[Collected data entries]
____________________

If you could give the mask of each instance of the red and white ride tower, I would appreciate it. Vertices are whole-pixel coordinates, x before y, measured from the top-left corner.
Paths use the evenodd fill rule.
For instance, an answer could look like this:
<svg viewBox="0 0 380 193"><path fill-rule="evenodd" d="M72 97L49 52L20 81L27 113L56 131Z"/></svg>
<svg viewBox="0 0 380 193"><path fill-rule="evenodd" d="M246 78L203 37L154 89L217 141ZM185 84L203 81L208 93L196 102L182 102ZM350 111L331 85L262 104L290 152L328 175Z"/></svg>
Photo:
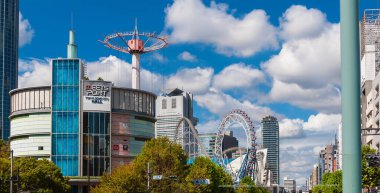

____________________

What this task involves – Say only how many lines among the entries above contain the string "rule".

Task response – 3